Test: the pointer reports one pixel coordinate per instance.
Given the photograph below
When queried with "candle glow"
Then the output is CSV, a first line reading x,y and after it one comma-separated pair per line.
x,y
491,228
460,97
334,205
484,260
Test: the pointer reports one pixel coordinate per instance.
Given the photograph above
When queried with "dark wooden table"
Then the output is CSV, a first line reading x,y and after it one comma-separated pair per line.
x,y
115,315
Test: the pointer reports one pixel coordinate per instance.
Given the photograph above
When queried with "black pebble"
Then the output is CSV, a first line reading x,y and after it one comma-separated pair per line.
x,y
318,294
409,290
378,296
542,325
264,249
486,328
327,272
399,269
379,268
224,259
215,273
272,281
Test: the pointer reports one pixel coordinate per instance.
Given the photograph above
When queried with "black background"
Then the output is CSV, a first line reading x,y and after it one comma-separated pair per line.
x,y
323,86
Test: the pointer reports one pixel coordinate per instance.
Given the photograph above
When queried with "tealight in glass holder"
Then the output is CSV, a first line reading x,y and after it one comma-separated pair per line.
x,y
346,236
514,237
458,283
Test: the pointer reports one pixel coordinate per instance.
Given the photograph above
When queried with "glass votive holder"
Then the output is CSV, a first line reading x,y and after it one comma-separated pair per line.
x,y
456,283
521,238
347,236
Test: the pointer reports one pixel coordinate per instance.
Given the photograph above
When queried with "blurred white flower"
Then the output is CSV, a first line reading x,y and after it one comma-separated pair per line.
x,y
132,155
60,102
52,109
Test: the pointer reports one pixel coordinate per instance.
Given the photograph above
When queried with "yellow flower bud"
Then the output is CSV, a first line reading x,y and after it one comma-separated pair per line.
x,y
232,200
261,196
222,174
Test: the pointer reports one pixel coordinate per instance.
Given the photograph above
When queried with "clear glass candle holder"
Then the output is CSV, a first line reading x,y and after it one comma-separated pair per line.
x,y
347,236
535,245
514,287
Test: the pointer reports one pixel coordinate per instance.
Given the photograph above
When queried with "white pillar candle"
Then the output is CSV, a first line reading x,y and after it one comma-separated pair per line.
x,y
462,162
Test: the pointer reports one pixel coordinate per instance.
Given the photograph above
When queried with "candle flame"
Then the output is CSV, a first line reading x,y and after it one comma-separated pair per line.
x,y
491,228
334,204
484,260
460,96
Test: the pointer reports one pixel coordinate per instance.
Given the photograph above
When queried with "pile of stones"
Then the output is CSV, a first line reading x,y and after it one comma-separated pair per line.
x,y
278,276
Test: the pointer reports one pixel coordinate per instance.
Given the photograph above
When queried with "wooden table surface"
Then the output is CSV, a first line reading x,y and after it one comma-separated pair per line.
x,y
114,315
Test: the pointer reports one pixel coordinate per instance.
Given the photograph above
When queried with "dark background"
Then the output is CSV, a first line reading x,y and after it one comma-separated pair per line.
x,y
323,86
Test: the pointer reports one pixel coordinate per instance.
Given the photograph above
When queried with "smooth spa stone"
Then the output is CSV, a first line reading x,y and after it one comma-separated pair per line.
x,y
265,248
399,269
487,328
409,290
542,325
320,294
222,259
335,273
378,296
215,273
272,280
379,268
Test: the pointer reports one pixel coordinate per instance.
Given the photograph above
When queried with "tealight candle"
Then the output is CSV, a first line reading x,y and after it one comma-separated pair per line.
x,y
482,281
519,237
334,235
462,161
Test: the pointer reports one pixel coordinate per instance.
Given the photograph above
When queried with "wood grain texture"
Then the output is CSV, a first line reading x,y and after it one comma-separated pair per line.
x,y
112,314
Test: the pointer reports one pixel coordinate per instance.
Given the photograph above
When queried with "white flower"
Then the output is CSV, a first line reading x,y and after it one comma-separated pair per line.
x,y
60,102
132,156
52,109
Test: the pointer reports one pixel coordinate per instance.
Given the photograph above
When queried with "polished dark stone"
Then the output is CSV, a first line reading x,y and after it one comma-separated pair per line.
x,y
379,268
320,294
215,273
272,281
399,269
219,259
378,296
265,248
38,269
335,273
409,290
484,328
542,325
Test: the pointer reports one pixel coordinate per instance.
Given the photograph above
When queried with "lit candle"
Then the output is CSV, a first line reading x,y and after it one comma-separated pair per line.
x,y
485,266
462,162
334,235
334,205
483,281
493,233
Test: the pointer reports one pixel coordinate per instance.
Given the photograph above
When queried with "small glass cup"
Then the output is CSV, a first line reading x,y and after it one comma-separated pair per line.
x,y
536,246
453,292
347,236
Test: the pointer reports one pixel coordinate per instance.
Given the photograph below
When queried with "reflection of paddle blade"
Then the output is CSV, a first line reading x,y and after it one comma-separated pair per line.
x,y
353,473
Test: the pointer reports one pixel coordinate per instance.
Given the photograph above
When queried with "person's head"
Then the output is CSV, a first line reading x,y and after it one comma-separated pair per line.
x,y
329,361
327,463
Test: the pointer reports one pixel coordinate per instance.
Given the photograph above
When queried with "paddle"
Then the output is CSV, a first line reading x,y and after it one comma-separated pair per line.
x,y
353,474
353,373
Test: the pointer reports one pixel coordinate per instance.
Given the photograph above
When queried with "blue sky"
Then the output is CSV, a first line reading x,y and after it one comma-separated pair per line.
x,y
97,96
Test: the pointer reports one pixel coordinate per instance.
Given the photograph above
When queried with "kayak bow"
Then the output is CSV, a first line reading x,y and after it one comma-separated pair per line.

===

Write out every line from the records above, word for word.

* Expected answer
Test: the pointer reports one pixel coordinate per instance.
Given the photograph below
When queried with "candle glow"
Then the output is CSV, a first line reading x,y and after it one comma-separated pair per line.
x,y
491,228
460,97
334,205
484,260
Test: the pointer reports one pixel coordinate per instance.
Given the photograph above
When queried with "dark wooden table"
Then the output is CSV, a first line reading x,y and after it one comma-separated pair per line.
x,y
115,315
Test: the pointer reports one pixel coordinate per instance.
Given the photograph above
When queried with "black pebble"
Then the output is CSV, a first line reading x,y and after it one comma-separated pair per line.
x,y
318,294
409,290
378,296
542,325
264,249
486,328
327,272
399,269
379,268
224,259
215,273
272,281
Test: the pointer reports one pixel coordinate per instance.
Given the photograph above
When queried with "black background"
Then the output is CSV, a first line reading x,y and after it one comma-separated pair per line.
x,y
323,86
Test: the pointer reports one pixel coordinate per instance.
Given the photograph above
When queried with "tealight in glass holder"
Then the output is CSV, a first line reading x,y and after it one comma-separated pair per line.
x,y
346,236
514,237
458,283
Test: the pointer reports one pixel coordinate per instance.
Given the photograph above
When queried with "glass votive holder"
Then the output is CSV, a first line reading x,y and after it one comma-separated pair per line.
x,y
456,283
521,238
347,236
Test: the pointer reports one pixel coordinate per instance.
Given the photograph above
When queried with "blurred white flower"
Then the output is CSV, a first line reading x,y and after it one comma-separated pair per line.
x,y
132,155
60,102
52,109
Test: the pointer reports one pixel coordinate per instance.
Given the photograph above
When queried with "yellow flower bud"
Then the output is CSV, a first line reading x,y and after it one comma-separated pair per line.
x,y
232,200
261,196
222,174
Test: the pointer reports one pixel coordinate per instance.
Given the photograph above
When queried with "clear glass candle holder"
Then the output is CSV, a first line reading x,y and after it one comma-separated pair per line.
x,y
347,236
535,245
514,287
Test: the pointer reports one pixel coordinate per instance.
Given the photograph above
When queried with "white pillar candle"
Then the output is CSV, a first line reading x,y and after it one comma-separated pair per line.
x,y
462,162
Test: the pointer reports one pixel coordinate per instance.
Given the photograph above
When queried with "candle flame"
Then the output is CSV, a first line reading x,y and after it one comma-separated pair per line.
x,y
491,228
334,204
484,260
460,96
Test: the pointer reports one pixel coordinate per instance.
Given the photograph above
When queried with "pile of stones"
Then the output is CSV, a first line reading x,y and after it one comma-separated pair per line.
x,y
278,276
Test: the pointer reports one pixel coordinate per instance.
Given the photograph above
When queried with "wooden table surface"
Then the output is CSV, a first line reading x,y and after it one comma-separated pair per line.
x,y
114,315
Test: the pointer reports one pixel coordinate per instance.
Given the photograph above
When queried with "dark background"
Then the output is CSV, a first line reading x,y and after it one comma-separated pair per line.
x,y
323,86
Test: the pointer reports one pixel coordinate per instance.
Given the photograph above
When queried with "smooth spa stone"
Then the output is CSV, a first line reading x,y and after it one comma-separated pair per line.
x,y
265,248
399,269
487,328
409,290
542,325
320,294
222,259
335,273
378,296
215,273
272,280
379,268
Test: the pointer reports one pixel coordinate per instance.
Given the photograph above
When queried with "tealight candle"
Then the output is CSV, a first line reading x,y and after it one comma-separated pair per line.
x,y
482,281
519,237
334,235
462,161
Test: the pointer reports one pixel coordinate per instance.
Given the photograph above
When queried with "wood grain texture"
Then the output is CSV, a first line reading x,y and after it one comma-separated pair per line.
x,y
112,314
Test: the pointer reports one pixel coordinate per instance.
Given the photograph above
When queried with "white flower"
Then the output is CSV, a first line reading x,y and after it one comma-separated pair per line.
x,y
60,102
132,156
52,109
Test: the pointer reports one pixel coordinate per instance.
Given the photograph above
When queried with "polished dark stone"
Then the output is CSV, a first line reading x,y and after it one comma-separated pair per line.
x,y
379,268
320,294
215,273
272,281
399,269
219,259
378,296
265,248
38,269
335,273
409,290
484,328
542,325
Test: the pointer reports one pixel coordinate per instance.
Given the photograph above
When queried with "lit candle"
Then the output is CSV, a first line reading x,y and after it one comma-separated pair per line.
x,y
485,266
462,162
334,235
334,205
483,281
493,233
Test: the pointer reports one pixel coordinate per instance.
Given the photograph above
When queried with "small glass cup"
Then the output is CSV, a first line reading x,y and after it one comma-separated pair per line.
x,y
536,246
453,292
347,236
Test: the pointer reports one pixel coordinate per instance.
Given the photograph below
When queried with "reflection of paddle blade"
Then the output is CSV, a first line reading x,y and after it one comma-separated pair per line.
x,y
353,473
Test: the pointer reports one pixel coordinate per instance.
Given the photograph above
When queried with "person's head"
Then the output is CSV, a first line reading x,y and after it one comma-separated pair per line.
x,y
329,361
327,463
Test: the pointer reports one pixel coordinate per instance.
Given the photograph above
When queried with "paddle"
Then the output is CSV, a first line reading x,y and after it one comma-separated pair per line.
x,y
353,474
353,373
Test: the pointer reports one pixel coordinate per instance.
Given the photograph above
When queried with "blue sky"
Then the output is CSV, a first line reading x,y and after it one comma-separated pair per line.
x,y
97,96
Test: the pointer reports one pixel coordinate per instance.
Given the photograph above
When queried with "kayak bow"
Then the output is CSV, a first line reading x,y and after it one comma-separated pair per line.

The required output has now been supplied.